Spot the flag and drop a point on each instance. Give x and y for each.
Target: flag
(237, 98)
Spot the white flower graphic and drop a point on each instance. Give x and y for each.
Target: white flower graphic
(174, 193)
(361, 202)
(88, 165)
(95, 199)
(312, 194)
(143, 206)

#####

§ Task to carry out:
Only exact copies of the lines from the one containing "Spot the white" to the end of the records belong in the answer.

§ Output for this exercise:
Spot the white flower graphic and drop a point on each instance. Give x and y for each.
Target: white flower graphic
(174, 193)
(361, 202)
(88, 165)
(95, 199)
(312, 194)
(143, 206)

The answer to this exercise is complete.